**Material for the task**:
------------------------------------------------

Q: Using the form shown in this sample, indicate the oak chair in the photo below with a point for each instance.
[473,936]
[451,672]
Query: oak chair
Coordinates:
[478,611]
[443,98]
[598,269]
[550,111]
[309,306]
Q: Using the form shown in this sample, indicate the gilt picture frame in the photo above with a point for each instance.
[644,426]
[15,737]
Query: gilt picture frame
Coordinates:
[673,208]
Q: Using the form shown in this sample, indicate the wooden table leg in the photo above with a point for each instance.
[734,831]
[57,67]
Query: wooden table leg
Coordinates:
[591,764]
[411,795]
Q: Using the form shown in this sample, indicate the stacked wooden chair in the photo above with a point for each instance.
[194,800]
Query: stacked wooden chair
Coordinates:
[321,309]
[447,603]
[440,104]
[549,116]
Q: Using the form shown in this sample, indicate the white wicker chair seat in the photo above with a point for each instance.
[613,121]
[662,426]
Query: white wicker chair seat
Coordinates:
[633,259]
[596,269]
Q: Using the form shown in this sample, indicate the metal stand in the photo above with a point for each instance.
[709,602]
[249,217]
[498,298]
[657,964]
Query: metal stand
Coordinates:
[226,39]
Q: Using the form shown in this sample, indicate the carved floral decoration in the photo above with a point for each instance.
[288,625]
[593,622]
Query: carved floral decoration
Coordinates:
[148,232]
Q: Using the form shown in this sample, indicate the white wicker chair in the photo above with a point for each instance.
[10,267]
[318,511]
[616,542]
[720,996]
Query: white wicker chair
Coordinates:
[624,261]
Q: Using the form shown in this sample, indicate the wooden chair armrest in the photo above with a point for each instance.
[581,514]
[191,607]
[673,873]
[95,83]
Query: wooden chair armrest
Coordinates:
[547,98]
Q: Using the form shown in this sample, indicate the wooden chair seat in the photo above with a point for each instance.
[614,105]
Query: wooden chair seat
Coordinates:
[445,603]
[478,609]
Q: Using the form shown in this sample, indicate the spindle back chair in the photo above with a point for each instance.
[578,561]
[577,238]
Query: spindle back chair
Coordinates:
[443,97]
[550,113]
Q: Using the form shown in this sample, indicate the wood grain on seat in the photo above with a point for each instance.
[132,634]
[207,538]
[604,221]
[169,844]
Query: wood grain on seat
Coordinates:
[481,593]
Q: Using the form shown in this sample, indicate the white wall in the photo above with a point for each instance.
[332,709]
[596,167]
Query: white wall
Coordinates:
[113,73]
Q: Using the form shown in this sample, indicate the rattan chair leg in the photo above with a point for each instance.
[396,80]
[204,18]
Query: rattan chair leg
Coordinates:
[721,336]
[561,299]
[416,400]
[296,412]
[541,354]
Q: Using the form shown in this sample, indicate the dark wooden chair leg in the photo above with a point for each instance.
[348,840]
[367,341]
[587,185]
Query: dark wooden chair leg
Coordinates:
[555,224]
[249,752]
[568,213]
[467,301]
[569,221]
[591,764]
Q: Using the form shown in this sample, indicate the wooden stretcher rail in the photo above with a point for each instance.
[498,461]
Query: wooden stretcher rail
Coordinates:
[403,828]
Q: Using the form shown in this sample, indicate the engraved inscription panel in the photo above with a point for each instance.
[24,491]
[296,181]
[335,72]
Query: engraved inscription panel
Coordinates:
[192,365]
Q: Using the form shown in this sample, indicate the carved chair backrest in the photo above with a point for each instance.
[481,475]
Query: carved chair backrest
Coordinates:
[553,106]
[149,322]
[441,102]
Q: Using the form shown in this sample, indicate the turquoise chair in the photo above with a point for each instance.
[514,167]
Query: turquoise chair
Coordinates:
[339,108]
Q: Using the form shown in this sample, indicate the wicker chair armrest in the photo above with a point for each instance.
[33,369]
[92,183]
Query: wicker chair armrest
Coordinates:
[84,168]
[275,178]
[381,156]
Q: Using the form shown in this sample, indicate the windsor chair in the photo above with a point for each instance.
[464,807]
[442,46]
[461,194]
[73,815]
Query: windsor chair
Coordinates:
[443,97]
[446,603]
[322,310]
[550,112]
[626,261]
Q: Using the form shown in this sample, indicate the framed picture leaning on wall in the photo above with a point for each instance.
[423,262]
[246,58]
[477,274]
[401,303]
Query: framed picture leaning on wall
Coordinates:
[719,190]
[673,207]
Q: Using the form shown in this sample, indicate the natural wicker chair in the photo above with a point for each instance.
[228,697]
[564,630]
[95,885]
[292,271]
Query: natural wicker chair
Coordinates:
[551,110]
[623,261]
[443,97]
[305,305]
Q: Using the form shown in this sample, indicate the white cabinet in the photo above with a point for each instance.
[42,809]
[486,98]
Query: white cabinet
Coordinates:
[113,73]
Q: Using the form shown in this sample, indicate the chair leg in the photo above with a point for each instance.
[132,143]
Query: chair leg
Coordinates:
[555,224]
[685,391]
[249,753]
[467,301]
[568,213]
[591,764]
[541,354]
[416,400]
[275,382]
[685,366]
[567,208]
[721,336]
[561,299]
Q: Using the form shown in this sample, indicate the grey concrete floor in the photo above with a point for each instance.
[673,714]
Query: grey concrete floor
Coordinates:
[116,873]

------------------------------------------------

**Work to do**: Each record must be repeated exactly as it is.

**Response to the exercise**:
Q: Using the form shown in this sample, indicate the oak chair in the photo below with a point for each instance.
[473,936]
[451,672]
Query: oak chair
Coordinates:
[478,611]
[443,98]
[598,269]
[550,111]
[309,306]
Q: Using the form shown in this sample, indicate the gilt picture frame in the photo above with a point for each instance.
[644,426]
[15,737]
Query: gilt picture frame
Coordinates:
[673,208]
Q: Using the form shown in this sample, indicate the wooden table leg in the photo above with a point for each instance.
[734,831]
[57,67]
Query: wooden table leg
Coordinates:
[591,764]
[411,795]
Q: Using the form shown in this sample, indicate the stacked wooden chair in the photo above with a point for each instance.
[194,800]
Query: stacked wooden chair
Coordinates:
[321,309]
[447,603]
[440,104]
[549,116]
Q: Using the form shown in this sample, indicate the white wicker chair seat in the photo above with a point for each instance.
[613,121]
[662,426]
Query: white wicker chair seat
Coordinates:
[633,259]
[596,269]
Q: Using the form shown in this sample, indicate the metal stand in the photo above with a point for each instance.
[709,602]
[249,217]
[498,298]
[657,964]
Query: metal stand
Coordinates:
[226,39]
Q: Using the form shown in this sample, indicate the carved floral decoration in the photo above with a point for each instance.
[288,625]
[593,622]
Query: carved floral decoration
Coordinates:
[148,232]
Q: Using the form shown in this sample, indicate the white wicker chair in the photo above with a point for each instance.
[10,267]
[318,511]
[616,542]
[720,996]
Query: white wicker chair
Coordinates:
[624,261]
Q: Using the form shown in this sample, indicate the wooden chair armrest in the photo above with a point for each instance.
[581,514]
[191,607]
[673,873]
[95,83]
Query: wooden chair armrest
Coordinates:
[547,98]
Q: Using the form shown in this sample, indicate the wooden chair seat in the photo above with a point for each instance.
[614,105]
Query: wooden chair seat
Coordinates:
[445,603]
[478,609]
Q: Using the form shown in this sample, indicate the spindle back chair in the photo above with a point for each instance.
[578,561]
[577,238]
Query: spindle back chair
Coordinates:
[443,97]
[550,113]
Q: Using the form shown in this sample, indicate the wood grain on seat in the photo above with a point for each instance.
[132,634]
[207,538]
[604,221]
[169,844]
Query: wood grain on seat
Coordinates:
[481,593]
Q: Using the form shown in this sample, indicate the white wall in the photo above with a point for each instance.
[332,709]
[596,167]
Query: white wall
Coordinates:
[113,73]
Q: Using the form shown in this sample, indicate the rattan chair leg in the photo above with a point for each instance.
[396,80]
[204,18]
Query: rattan chair leg
Coordinates:
[721,336]
[561,299]
[416,400]
[296,412]
[541,354]
Q: Using the form shown in this sample, indicate the dark wooden chair leg in the photo above with a point for each instance.
[348,840]
[367,341]
[587,185]
Query: dark wooden chair leg
Coordinates:
[555,224]
[249,752]
[568,213]
[467,301]
[569,221]
[591,764]
Q: Using the form shown in this sample, indicate the wooden stretcher rail in the photo above with a point for each instance.
[498,461]
Query: wooden stretcher rail
Coordinates:
[403,828]
Q: Using the form shown in this sample, indicate the engraved inscription panel in the photo above with a point for each instance.
[24,491]
[296,181]
[335,72]
Query: engraved inscription panel
Coordinates:
[192,365]
Q: Using the form shown in this sample, indicate the carved chair backrest in the photo above with a point for each instance.
[481,475]
Query: carved chair backrest
Coordinates:
[553,106]
[149,322]
[441,102]
Q: Using the form shown in this sample, indicate the turquoise chair in the photo above with a point for each instance.
[514,167]
Query: turquoise chair
Coordinates:
[339,108]
Q: Using the form shown in this sample, indicate the wicker chair armrest in the photo above with a point for each instance.
[33,369]
[92,183]
Query: wicker chair armrest
Coordinates:
[84,168]
[275,178]
[381,156]
Q: Using the form shown in this sample, indicate the windsor chair in the photo above with a point for each instance.
[464,807]
[442,46]
[461,194]
[73,815]
Query: windsor chair
Coordinates:
[443,97]
[446,603]
[322,310]
[550,112]
[626,261]
Q: Using the form shown in this sample, indicate the framed picture leaning on wall in the photo above with a point for each instance.
[423,262]
[246,58]
[477,274]
[401,303]
Query: framed picture leaning on wall
Coordinates:
[719,190]
[673,207]
Q: Using the form shown in this sample, indicate the natural wicker chair in the photo above with a point for each instance.
[228,697]
[564,630]
[95,885]
[292,271]
Query: natural wicker chair
Coordinates:
[551,110]
[623,261]
[443,97]
[305,305]
Q: Using the form shown in this sample, indicate the white cabinet in the photo above with a point for each instance.
[42,809]
[486,98]
Query: white cabinet
Coordinates:
[113,73]
Q: Using the form shown in this sample, indicate the chair leg in the photo above with a point for each instance.
[132,143]
Query: chair leg
Coordinates:
[555,224]
[685,391]
[249,753]
[467,301]
[568,213]
[591,764]
[541,354]
[416,400]
[275,382]
[685,366]
[567,208]
[721,336]
[561,299]
Q: Using the form shown in this sample, indicate the grey concrete floor in the photo above with a point for each instance.
[673,714]
Query: grey concrete floor
Coordinates:
[116,873]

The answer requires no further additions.